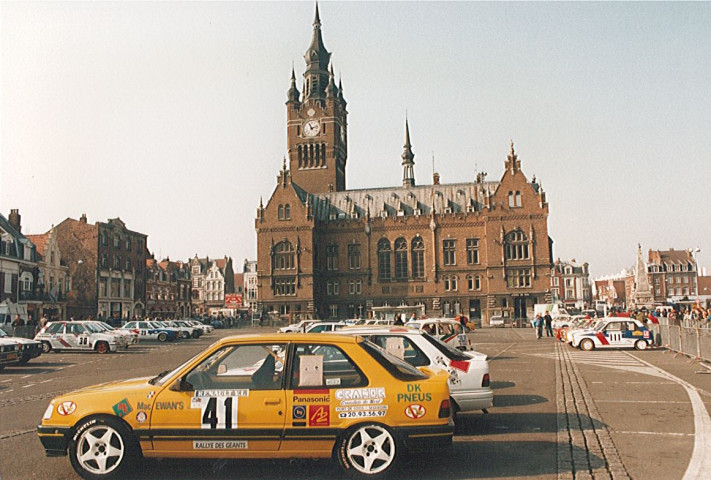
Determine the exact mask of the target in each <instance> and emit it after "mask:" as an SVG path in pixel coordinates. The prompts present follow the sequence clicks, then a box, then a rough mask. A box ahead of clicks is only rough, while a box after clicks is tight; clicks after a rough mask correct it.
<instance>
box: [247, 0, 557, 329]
mask: <svg viewBox="0 0 711 480" xmlns="http://www.w3.org/2000/svg"><path fill="white" fill-rule="evenodd" d="M330 56H331V54H330V53H329V52H328V51H327V50H326V47H325V46H324V43H323V38H322V35H321V21H320V18H319V13H318V6H317V7H316V15H315V19H314V24H313V37H312V39H311V45H310V46H309V48H308V50H307V51H306V55H305V56H304V58H305V60H306V70H305V72H304V74H303V77H304V78H303V85H302V88H303V92H299V90H298V89H297V84H296V76H295V74H294V72H293V70H292V76H291V87H290V88H289V90H288V93H287V101H286V108H287V125H286V128H287V138H288V140H287V142H288V164H287V160H286V159H285V160H284V162H283V166H282V169H281V171H280V172H279V175H278V178H277V186H276V189H275V190H274V192H273V193H272V195H271V198H270V199H269V201H268V202H267V204H266V205H264V204H263V203H262V202H261V201H260V205H259V208H258V210H257V218H256V221H255V226H256V230H257V265H258V283H259V294H258V295H259V301H260V304H261V305H260V306H261V308H260V310H261V311H262V312H271V311H275V312H279V313H280V314H282V315H290V316H291V317H292V319H298V318H309V317H315V318H322V319H326V318H354V317H358V316H361V317H368V316H369V315H371V314H372V310H371V309H372V307H378V306H384V305H390V306H398V305H410V306H414V305H422V306H424V311H425V313H426V315H427V316H429V317H434V316H455V315H457V314H459V313H462V314H465V315H468V316H470V317H471V318H473V319H478V318H480V319H482V322H483V323H484V324H486V323H487V322H488V318H489V317H490V316H492V315H503V316H508V317H515V318H519V317H522V316H525V315H526V313H529V314H530V313H531V312H532V310H533V305H534V304H535V303H544V302H545V303H547V302H550V300H551V295H550V274H551V268H552V257H553V255H552V245H553V242H552V240H551V239H550V237H549V236H548V203H547V202H546V196H545V193H544V192H543V190H542V188H541V186H540V185H539V184H538V183H537V182H536V180H535V177H534V179H533V180H532V181H528V180H527V179H526V176H525V175H524V173H523V171H522V170H521V161H520V160H519V159H518V156H517V155H516V153H515V152H514V146H513V142H512V143H511V148H510V151H509V154H508V156H507V158H506V160H505V161H504V172H503V174H502V176H501V179H500V180H499V181H485V174H477V175H476V178H475V179H473V181H472V182H467V183H452V184H441V183H440V182H439V176H438V175H437V174H434V178H433V183H432V184H431V185H418V184H416V182H415V178H414V157H415V155H414V154H413V152H412V148H411V144H410V134H409V127H408V125H407V121H406V122H405V145H404V147H403V153H402V156H401V157H402V158H401V159H398V160H396V159H393V161H401V163H402V169H403V175H402V182H401V185H398V186H394V187H389V188H370V189H364V190H348V189H346V161H347V153H348V122H347V116H348V112H347V110H346V101H345V99H344V97H343V89H342V88H341V85H340V82H339V84H338V85H337V84H336V81H335V79H334V75H333V70H332V68H329V63H330Z"/></svg>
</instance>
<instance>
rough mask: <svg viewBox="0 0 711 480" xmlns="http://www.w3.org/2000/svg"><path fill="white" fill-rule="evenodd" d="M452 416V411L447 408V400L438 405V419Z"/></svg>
mask: <svg viewBox="0 0 711 480" xmlns="http://www.w3.org/2000/svg"><path fill="white" fill-rule="evenodd" d="M451 414H452V409H451V408H450V407H449V399H447V400H442V403H440V404H439V418H447V417H449V416H450V415H451Z"/></svg>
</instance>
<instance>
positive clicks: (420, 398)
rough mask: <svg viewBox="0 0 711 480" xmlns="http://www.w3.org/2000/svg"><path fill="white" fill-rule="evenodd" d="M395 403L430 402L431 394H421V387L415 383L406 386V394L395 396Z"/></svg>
mask: <svg viewBox="0 0 711 480" xmlns="http://www.w3.org/2000/svg"><path fill="white" fill-rule="evenodd" d="M397 401H398V402H407V403H413V402H430V401H432V394H431V393H422V386H421V385H419V384H417V383H415V384H408V385H407V393H398V394H397Z"/></svg>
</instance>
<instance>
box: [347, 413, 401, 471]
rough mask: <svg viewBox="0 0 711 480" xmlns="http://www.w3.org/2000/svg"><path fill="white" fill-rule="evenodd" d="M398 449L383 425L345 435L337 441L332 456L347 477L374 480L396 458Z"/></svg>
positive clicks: (397, 447) (367, 427)
mask: <svg viewBox="0 0 711 480" xmlns="http://www.w3.org/2000/svg"><path fill="white" fill-rule="evenodd" d="M399 449H400V445H399V443H398V442H397V440H396V439H395V436H394V435H393V433H392V432H391V431H390V430H389V429H388V428H387V427H385V426H384V425H378V424H374V423H367V424H362V425H357V426H355V427H353V428H351V429H349V430H348V431H346V432H345V433H344V434H343V435H342V436H341V437H340V438H339V440H338V443H337V445H336V455H337V457H338V463H339V465H340V466H341V468H342V469H343V470H344V471H345V472H346V473H347V474H349V475H351V476H353V477H360V478H375V477H380V476H384V475H386V472H389V471H390V470H391V469H392V468H393V467H394V466H395V465H396V462H397V460H398V459H399V456H400V452H399Z"/></svg>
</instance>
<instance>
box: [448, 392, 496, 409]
mask: <svg viewBox="0 0 711 480" xmlns="http://www.w3.org/2000/svg"><path fill="white" fill-rule="evenodd" d="M450 395H451V397H452V399H453V400H454V402H455V403H456V404H457V407H458V409H459V410H458V411H459V412H476V411H478V410H484V409H486V408H491V407H493V406H494V391H493V390H491V389H490V388H486V389H484V388H482V389H481V390H473V391H464V392H450Z"/></svg>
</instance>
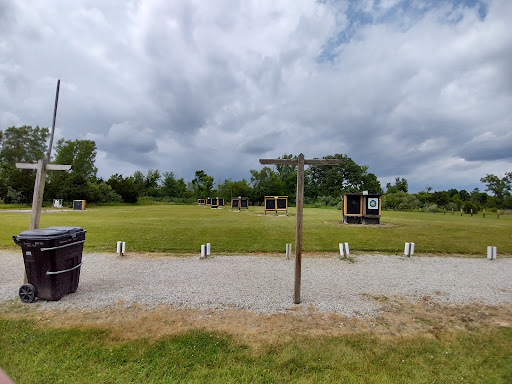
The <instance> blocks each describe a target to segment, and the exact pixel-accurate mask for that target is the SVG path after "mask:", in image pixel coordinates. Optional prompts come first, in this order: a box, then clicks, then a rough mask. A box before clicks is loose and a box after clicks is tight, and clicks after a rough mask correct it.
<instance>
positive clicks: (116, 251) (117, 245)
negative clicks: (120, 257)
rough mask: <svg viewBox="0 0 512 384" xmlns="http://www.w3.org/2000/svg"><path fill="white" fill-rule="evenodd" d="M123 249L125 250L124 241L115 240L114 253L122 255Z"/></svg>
mask: <svg viewBox="0 0 512 384" xmlns="http://www.w3.org/2000/svg"><path fill="white" fill-rule="evenodd" d="M125 251H126V243H125V242H124V241H118V242H117V248H116V253H117V254H118V255H121V256H123V255H124V252H125Z"/></svg>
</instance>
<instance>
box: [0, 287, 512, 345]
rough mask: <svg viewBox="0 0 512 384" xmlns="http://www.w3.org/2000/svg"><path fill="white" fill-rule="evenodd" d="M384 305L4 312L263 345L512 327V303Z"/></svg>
mask: <svg viewBox="0 0 512 384" xmlns="http://www.w3.org/2000/svg"><path fill="white" fill-rule="evenodd" d="M371 299H372V300H375V301H378V302H379V303H381V304H383V309H382V310H381V311H380V312H379V314H378V316H376V317H374V318H363V319H357V318H347V317H344V316H341V315H337V314H334V313H320V312H317V311H316V310H315V309H314V308H301V307H297V309H294V310H291V311H289V312H287V313H283V314H273V315H263V314H256V313H252V312H248V311H242V310H238V309H233V310H221V311H214V310H204V311H202V310H192V309H175V308H173V307H168V306H165V307H164V306H162V307H157V308H152V309H148V308H145V307H143V306H138V305H132V306H128V307H127V306H125V305H123V303H118V304H117V305H116V306H114V307H112V308H110V309H108V310H102V311H83V312H82V311H81V312H70V311H61V312H60V311H58V312H49V311H38V310H34V309H31V308H30V307H29V306H27V305H23V304H20V303H18V302H11V303H4V304H2V305H1V306H0V311H1V312H2V313H3V315H1V317H3V318H10V319H31V320H35V324H36V326H37V325H40V326H44V327H52V328H69V327H80V328H83V327H85V328H97V329H106V330H109V331H110V332H111V335H112V337H113V338H114V339H116V340H133V339H142V338H143V339H149V340H156V339H159V338H162V337H167V336H172V335H176V334H180V333H183V332H186V331H190V330H196V329H204V330H208V331H214V332H221V333H226V334H230V335H233V336H234V337H235V338H236V339H237V340H240V341H241V342H244V343H247V344H249V345H252V346H253V347H256V348H258V346H262V345H267V344H271V343H274V342H282V341H287V340H291V339H293V338H295V337H298V336H301V337H304V336H306V337H315V336H343V335H349V334H354V333H361V332H363V333H371V334H373V335H376V336H379V337H382V338H394V337H404V336H415V335H423V336H427V337H438V336H439V335H441V334H446V333H450V332H454V331H461V330H477V329H481V328H491V327H512V305H501V306H496V307H495V306H485V305H478V304H472V305H464V306H444V305H440V304H438V303H436V302H434V301H433V300H431V299H430V298H429V297H424V298H423V300H421V301H419V302H411V301H408V300H405V299H403V298H399V297H397V298H389V297H384V296H378V297H371Z"/></svg>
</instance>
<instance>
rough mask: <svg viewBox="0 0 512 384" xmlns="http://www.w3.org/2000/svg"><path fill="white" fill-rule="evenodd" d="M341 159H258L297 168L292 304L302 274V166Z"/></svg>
mask: <svg viewBox="0 0 512 384" xmlns="http://www.w3.org/2000/svg"><path fill="white" fill-rule="evenodd" d="M342 161H343V160H341V159H311V160H305V159H304V155H303V154H302V153H301V154H300V155H299V157H298V158H297V160H292V159H260V164H274V165H276V164H277V165H296V166H297V197H296V206H297V221H296V229H295V283H294V292H293V302H294V304H300V283H301V273H302V217H303V211H304V165H338V164H341V162H342Z"/></svg>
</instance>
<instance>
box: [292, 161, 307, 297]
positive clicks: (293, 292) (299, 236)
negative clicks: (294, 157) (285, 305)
mask: <svg viewBox="0 0 512 384" xmlns="http://www.w3.org/2000/svg"><path fill="white" fill-rule="evenodd" d="M296 206H297V226H296V231H295V285H294V289H293V302H294V303H295V304H300V280H301V268H302V215H303V210H304V155H303V154H302V153H301V154H300V155H299V158H298V161H297V197H296Z"/></svg>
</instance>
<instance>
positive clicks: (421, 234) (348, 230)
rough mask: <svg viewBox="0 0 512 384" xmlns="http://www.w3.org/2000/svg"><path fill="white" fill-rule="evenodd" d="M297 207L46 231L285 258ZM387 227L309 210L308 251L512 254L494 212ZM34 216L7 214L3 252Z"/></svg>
mask: <svg viewBox="0 0 512 384" xmlns="http://www.w3.org/2000/svg"><path fill="white" fill-rule="evenodd" d="M295 221H296V216H295V208H293V207H292V208H290V209H289V216H285V215H282V214H280V215H279V216H277V217H276V216H275V215H274V214H267V215H266V216H265V215H264V212H263V208H262V207H250V209H249V211H248V212H244V211H242V212H238V211H231V210H230V209H229V207H226V208H223V209H210V208H208V207H204V206H194V205H148V206H116V207H91V208H87V210H86V211H83V212H82V211H71V212H70V211H62V212H48V213H43V214H42V216H41V224H40V227H47V226H80V227H83V228H84V229H86V230H87V237H86V239H87V241H86V243H85V250H84V251H85V252H100V251H101V252H115V246H116V242H117V241H125V242H126V245H127V252H137V251H145V252H164V253H173V254H190V253H199V252H200V246H201V244H206V243H207V242H209V243H211V245H212V252H213V253H228V254H229V253H232V254H235V253H236V254H245V253H258V252H265V253H266V252H268V253H284V252H285V247H286V243H294V242H295ZM381 222H382V225H346V224H341V211H339V210H337V209H334V208H332V209H320V208H305V209H304V233H303V251H304V252H306V253H307V252H315V253H325V254H331V253H332V254H336V253H337V252H338V244H339V243H341V242H349V245H350V249H351V251H352V252H382V253H389V254H399V253H402V252H403V248H404V243H405V242H414V243H415V244H416V253H417V254H422V253H434V254H465V255H485V254H486V249H487V246H488V245H492V246H495V247H497V250H498V255H511V254H512V236H511V235H512V216H510V215H501V216H500V217H499V219H498V218H497V217H496V214H489V213H487V216H486V218H483V217H482V214H481V213H480V214H478V215H474V216H470V215H464V216H462V217H461V216H460V214H455V215H451V213H447V214H446V215H443V213H436V214H434V213H424V212H418V213H412V212H391V211H384V212H382V218H381ZM29 223H30V213H18V212H6V211H0V234H1V237H0V247H2V248H11V249H15V248H16V245H15V244H14V242H13V240H12V235H17V234H19V233H20V232H21V231H23V230H26V229H28V226H29Z"/></svg>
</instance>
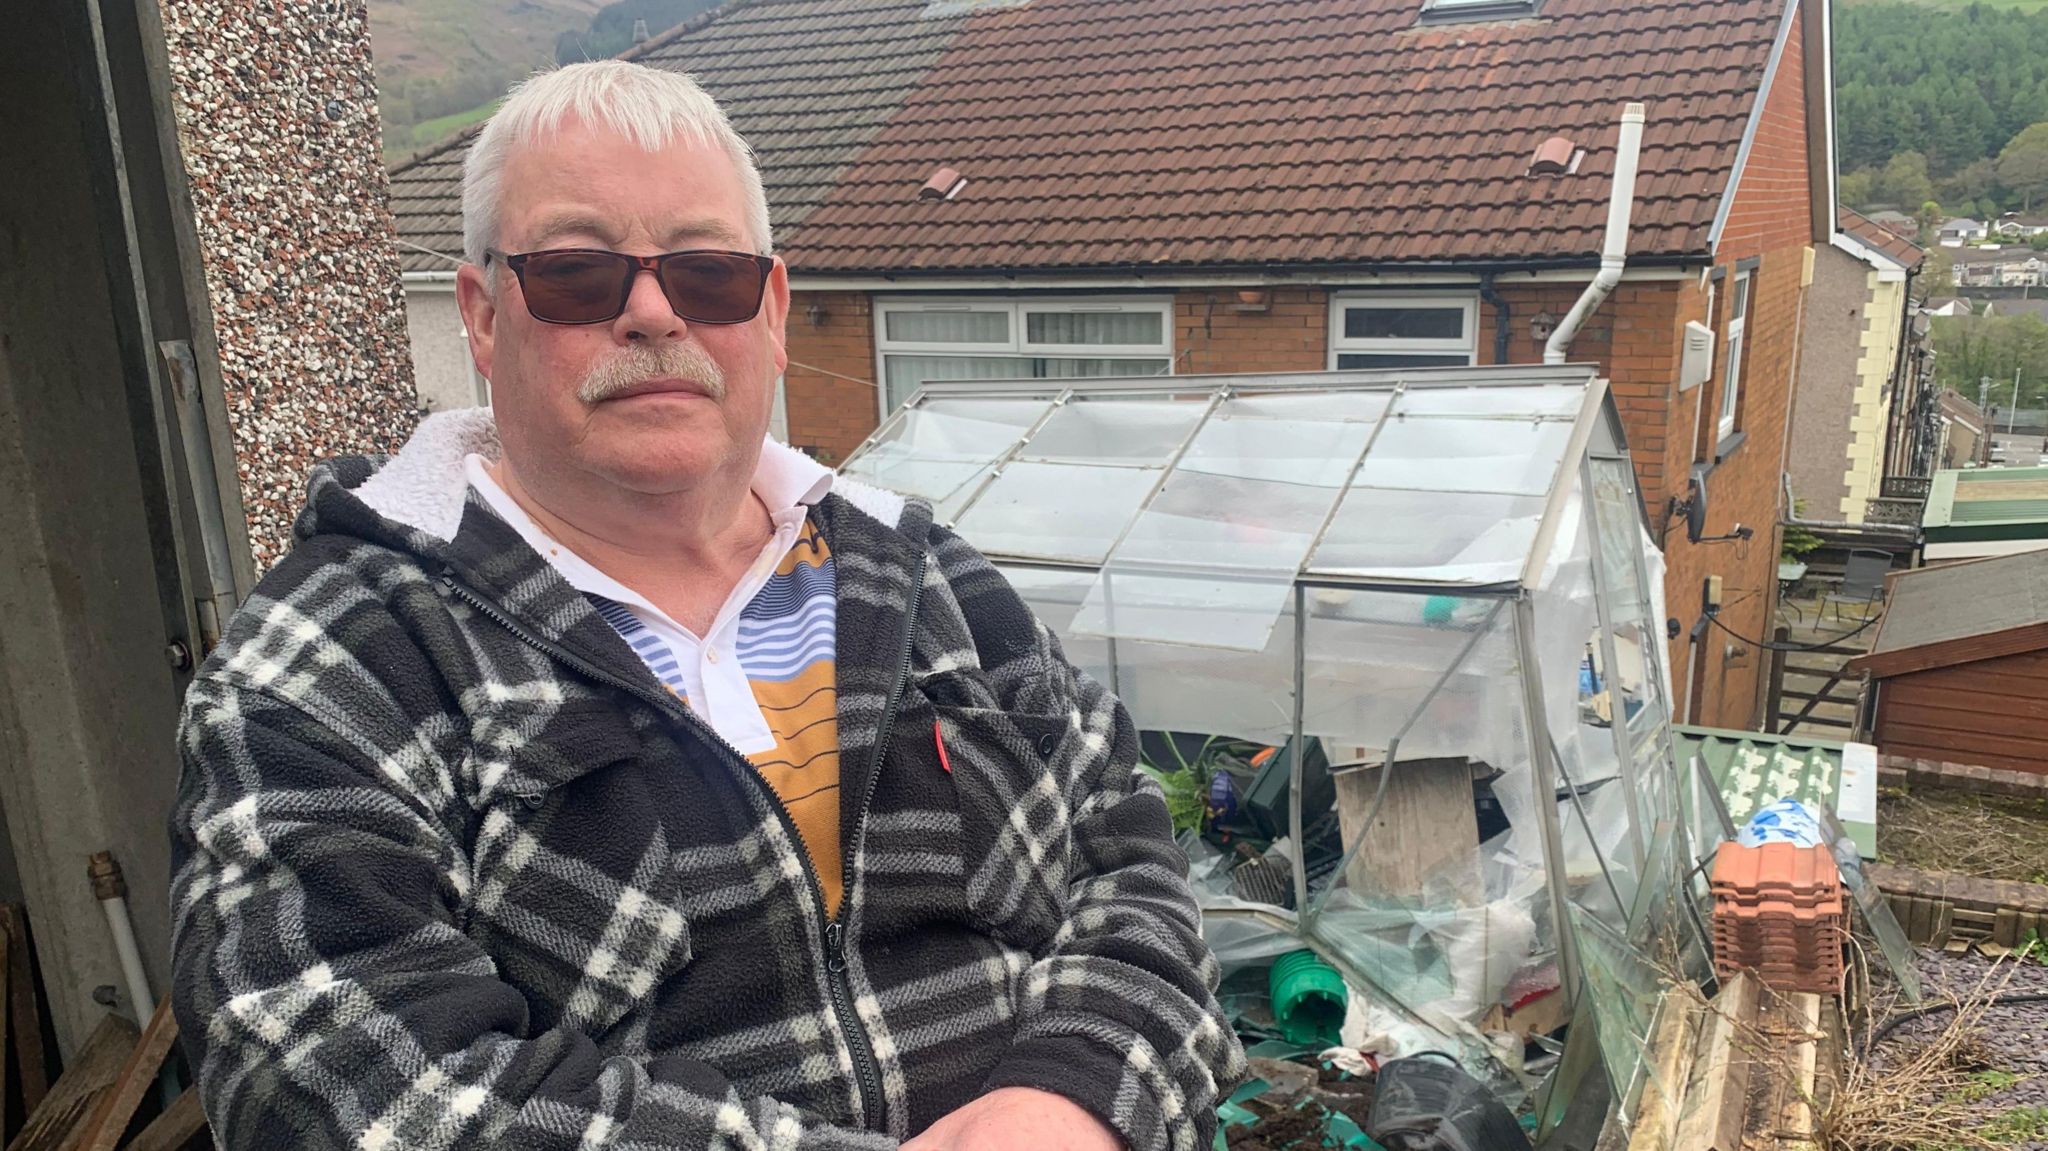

Task description.
Tell how many lines in the listing include the string "then", and write nothing but that number.

Answer to the exercise.
2